• _Document section_:
:::
Below is the skeleton of a stylesheet.xsl, borrowed from Martin Honnen's answer to an earlier question of mine Use xmlstarlet and XPath to find/replace HTML entities in an XML node

sample stylesheet.xsl:

<?xml version="1.0" encoding="utf-8"?>
<xsl:stylesheet xmlns:xsl="http://www.w3.org/1999/XSL/Transform"
  version="3.0"
  xmlns:xs="http://www.w3.org/2001/XMLSchema"
  xpath-default-namespace="http://www.w3.org/2005/Atom"
  exclude-result-prefixes="#all"
  expand-text="yes">

// how to remove only COMMENT nodes and leave POST nodes?

</xsl:stylesheet>

How do I designate only the COMMENT nodes to be removed in stylesheet.xsl?
:::
• _Required task_: Can you copy the XSLT stylesheet question word for word, between "Below is the" and "leave POST nodes?", inclusive?

• _Raw data_:
:::
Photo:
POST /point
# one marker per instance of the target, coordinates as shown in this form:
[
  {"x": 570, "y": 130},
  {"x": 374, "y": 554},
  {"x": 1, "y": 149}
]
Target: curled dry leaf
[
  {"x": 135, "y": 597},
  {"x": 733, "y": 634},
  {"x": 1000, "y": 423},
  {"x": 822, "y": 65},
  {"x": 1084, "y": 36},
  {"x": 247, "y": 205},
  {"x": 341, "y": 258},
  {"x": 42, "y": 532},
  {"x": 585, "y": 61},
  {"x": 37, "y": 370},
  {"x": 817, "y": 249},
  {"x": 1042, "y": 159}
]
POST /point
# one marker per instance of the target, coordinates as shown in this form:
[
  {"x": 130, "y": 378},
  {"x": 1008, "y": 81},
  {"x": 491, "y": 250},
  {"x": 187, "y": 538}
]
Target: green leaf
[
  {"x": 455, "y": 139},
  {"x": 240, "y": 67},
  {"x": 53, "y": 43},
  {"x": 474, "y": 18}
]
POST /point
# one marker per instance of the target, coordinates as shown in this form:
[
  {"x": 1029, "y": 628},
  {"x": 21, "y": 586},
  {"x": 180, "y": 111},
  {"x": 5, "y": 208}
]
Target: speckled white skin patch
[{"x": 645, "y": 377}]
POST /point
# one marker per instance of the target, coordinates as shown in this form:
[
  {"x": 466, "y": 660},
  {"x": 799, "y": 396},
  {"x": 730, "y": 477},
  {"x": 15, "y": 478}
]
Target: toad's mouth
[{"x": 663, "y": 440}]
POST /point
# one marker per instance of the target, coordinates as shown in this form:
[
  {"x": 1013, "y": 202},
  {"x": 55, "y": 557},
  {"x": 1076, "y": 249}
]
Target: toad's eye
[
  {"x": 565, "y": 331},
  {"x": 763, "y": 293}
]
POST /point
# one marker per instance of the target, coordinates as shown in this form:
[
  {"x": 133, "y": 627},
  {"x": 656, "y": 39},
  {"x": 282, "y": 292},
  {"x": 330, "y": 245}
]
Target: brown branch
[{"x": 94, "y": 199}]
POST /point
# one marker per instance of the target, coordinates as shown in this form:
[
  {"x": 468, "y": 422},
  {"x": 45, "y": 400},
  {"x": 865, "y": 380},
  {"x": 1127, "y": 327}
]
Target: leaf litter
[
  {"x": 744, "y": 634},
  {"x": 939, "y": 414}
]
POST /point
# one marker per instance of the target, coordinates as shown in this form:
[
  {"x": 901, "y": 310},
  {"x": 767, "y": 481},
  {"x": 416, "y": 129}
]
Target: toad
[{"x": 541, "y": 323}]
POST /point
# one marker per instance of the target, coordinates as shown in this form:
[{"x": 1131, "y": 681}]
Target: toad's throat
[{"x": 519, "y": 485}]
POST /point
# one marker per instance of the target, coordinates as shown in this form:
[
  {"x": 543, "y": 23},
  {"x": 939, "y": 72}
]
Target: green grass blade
:::
• _Final answer_:
Below is the skeleton of a stylesheet.xsl, borrowed from Martin Honnen's answer to an earlier question of mine Use xmlstarlet and XPath to find/replace HTML entities in an XML node

sample stylesheet.xsl:

<?xml version="1.0" encoding="utf-8"?>
<xsl:stylesheet xmlns:xsl="http://www.w3.org/1999/XSL/Transform"
  version="3.0"
  xmlns:xs="http://www.w3.org/2001/XMLSchema"
  xpath-default-namespace="http://www.w3.org/2005/Atom"
  exclude-result-prefixes="#all"
  expand-text="yes">

// how to remove only COMMENT nodes and leave POST nodes?